Extracted material: Begin

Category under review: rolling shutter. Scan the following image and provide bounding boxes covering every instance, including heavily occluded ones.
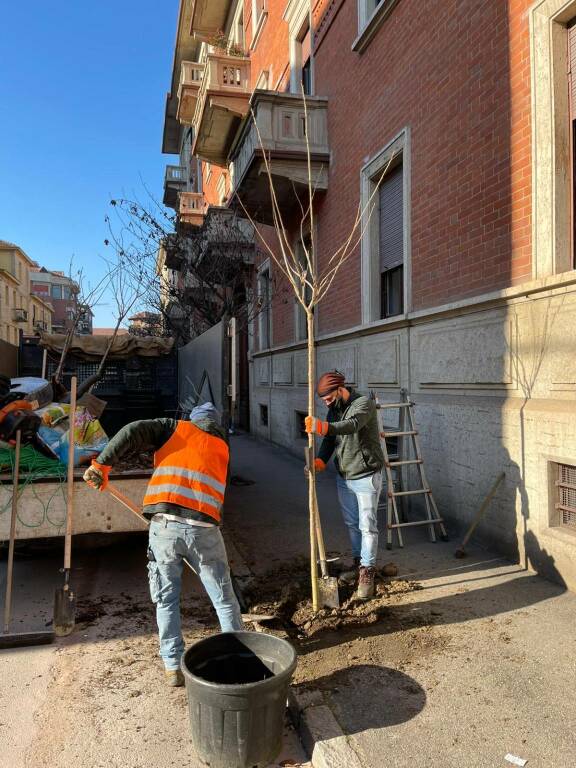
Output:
[379,163,404,273]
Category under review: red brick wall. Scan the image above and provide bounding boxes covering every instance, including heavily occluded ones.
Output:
[311,0,533,332]
[203,0,535,345]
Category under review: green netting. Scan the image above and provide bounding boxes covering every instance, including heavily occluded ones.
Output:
[0,445,68,530]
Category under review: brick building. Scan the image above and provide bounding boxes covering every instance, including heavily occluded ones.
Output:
[29,267,92,335]
[162,0,576,589]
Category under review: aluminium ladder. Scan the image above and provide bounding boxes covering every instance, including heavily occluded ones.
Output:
[375,392,448,548]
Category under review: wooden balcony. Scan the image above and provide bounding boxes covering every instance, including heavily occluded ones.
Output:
[178,192,206,229]
[192,52,251,167]
[176,61,204,125]
[228,92,330,225]
[163,165,187,208]
[190,0,235,40]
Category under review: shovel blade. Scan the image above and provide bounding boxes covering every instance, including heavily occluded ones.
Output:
[53,587,76,637]
[317,576,340,609]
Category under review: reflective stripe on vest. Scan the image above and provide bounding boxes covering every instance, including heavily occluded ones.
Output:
[143,421,229,522]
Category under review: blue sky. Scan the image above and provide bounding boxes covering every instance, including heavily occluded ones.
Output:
[0,1,177,326]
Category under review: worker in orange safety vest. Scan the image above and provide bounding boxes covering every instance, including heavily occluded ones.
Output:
[83,402,243,687]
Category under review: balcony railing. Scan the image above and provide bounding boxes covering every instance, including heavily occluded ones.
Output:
[228,92,330,224]
[179,192,206,228]
[177,61,204,125]
[192,51,251,166]
[163,164,187,208]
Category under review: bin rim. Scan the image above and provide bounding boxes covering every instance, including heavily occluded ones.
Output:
[180,630,297,692]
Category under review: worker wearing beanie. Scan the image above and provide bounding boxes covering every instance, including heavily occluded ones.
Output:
[305,371,384,599]
[82,402,243,687]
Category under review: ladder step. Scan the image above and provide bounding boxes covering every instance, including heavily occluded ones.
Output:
[387,459,423,467]
[388,518,444,529]
[381,430,418,437]
[390,488,430,497]
[376,402,413,409]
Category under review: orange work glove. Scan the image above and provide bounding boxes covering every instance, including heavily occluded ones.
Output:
[304,458,326,477]
[304,416,329,436]
[83,461,111,491]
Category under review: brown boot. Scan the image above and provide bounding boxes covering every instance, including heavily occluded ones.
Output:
[357,566,376,600]
[339,557,360,585]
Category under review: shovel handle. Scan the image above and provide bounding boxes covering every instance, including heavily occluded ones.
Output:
[304,447,329,578]
[64,377,77,572]
[3,430,21,633]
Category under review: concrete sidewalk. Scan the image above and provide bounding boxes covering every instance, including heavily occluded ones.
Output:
[226,433,576,768]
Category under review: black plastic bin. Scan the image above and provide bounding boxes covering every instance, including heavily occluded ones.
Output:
[181,631,297,768]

Extracted material: End

Check each line of the records above for the string "worker", and report every line that has it.

Category under review: worker in orange safety vest. Scan the image above and provide bounding boxes covering every instance, including heavily occluded ones.
Category under review: worker wearing beanie. Scan the image above and provide bounding boxes covering every instance, including heavily occluded ones.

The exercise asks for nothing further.